In Esoteric Symbols: The Tarot in Yeats, Eliot, and Kafka, June Leavitt adds another point about Yeats’s tower symbol in relation to the Tower trump. In addition to identifying the tower as “represent[ing] an apocalyptic crisis which will bring forth a higher consciousness,”
she points out that in Yeats’s later poetry the tower is also “a symbol of mystical ascension,”
which is “meant to convey the spirit of strength to the poet” (138). If we recall the context of the 1920s outlined in chapter one, when Yeats had to take up challenges posed by his role and chosen identification, “the spirit of strength” becomes a particularly appropriate and desirable characteristic of the poet’s sign. And indeed, in “The Tower,” the nature of the tower as a fortress is clearly implied.
Having sketched out some of the associations that can be derived from Yeats’s occult knowledge, I must pause and stress that the purpose of bringing up the Tarot reading of the Tower trump is not to dictate a particular kind of interpretation of the symbol. The “esoteric”
side of the tower is taken up here because it provides a new perspective in understanding Yeats’s construction of his tower symbol. After all, it cannot be denied that the occult and esoteric side often has equal importance for Yeats as his literary traditions. As for the Tarot reading of the Tower trump, undoubtedly there is more than one way to interpret the card, just as there are numerous associations inherent in the “ancient” tower symbol. The critical surveys cited above represent some of the most relevant ways to investigate Yeats’s tower symbol in the occult tradition. By its suggestion of a time of change and crisis, the tower symbol provides meanings on a more personal level.
Metaphoric Topography of the Actual Tower, Thoor Ballylee
So far, I have investigated some key associations that are most relevant to Yeats’s tower symbol. While these associations are derived from hybrid traditions, I suggest that Yeats’s tower symbol is an invented one rather than simply an adopted one. In Yeats’s later poetry, the symbol is distinctly Yeatsian, complicated by the poet’s imaginative impositions and
created anew. This is made possible by its having a direct referent in the real tower, Thoor Ballylee. As Daniel A. Harris argues, the tower symbol could not be fully understood without taking its real referent, Thoor Ballylee, into consideration:
No compilation of the visual and literary sources which filtered through [Yeats’s]
imagination as he made his greatest poetry—the ‘topless towers of Ilium,’ the towers of Maeterlinck, Villiers de L’Isle-Adam, and the Tarot pack—can explain the wholeness of Thoor Ballylee. This is because the tower is not an adopted symbol but an ancient image built anew in Yeats’s mind; the allusions, the history contained within it belong in the most intimate way to Yeats himself. What is most radical about the tower is how far Yeats managed, poetically, to transmute the prima materia of its stone into a spiritual presence without denying the physical solidity of his place (94, original emphasis)
For Yeats, the significance of the tower extends well beyond the symbolic level. While the tower in the poetry does not always refer to his tower, poems in The Tower that make use of the tower image do point to this particular tower, the only real estate Yeats had ever owned.
☆ ☆ ☆
# Brief 1:
List every person named in the passage on Yeats's tower symbol.
# Brief 2:
Return the part of the passage on Yeats's tower symbol starting at "she points out" and ending at "is clearly implied.".
The lines that come next are separate from the passage on Yeats's tower symbol.

# Provided data:
☆ ☆ ☆
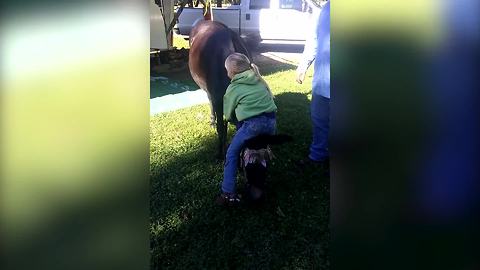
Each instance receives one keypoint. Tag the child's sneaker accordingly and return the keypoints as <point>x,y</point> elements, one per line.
<point>228,199</point>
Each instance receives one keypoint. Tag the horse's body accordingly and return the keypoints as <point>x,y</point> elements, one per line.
<point>210,44</point>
☆ ☆ ☆
# Task solution 1:
June Leavitt
Yeats
Eliot
Kafka
Daniel A. Harris
Maeterlinck
Villiers de L'Isle-Adam

# Task solution 2:
she points out that in Yeats’s later poetry the tower is also “a symbol of mystical ascension,”
which is “meant to convey the spirit of strength to the poet” (138). If we recall the context of the 1920s outlined in chapter one, when Yeats had to take up challenges posed by his role and chosen identification, “the spirit of strength” becomes a particularly appropriate and desirable characteristic of the poet’s sign. And indeed, in “The Tower,” the nature of the tower as a fortress is clearly implied.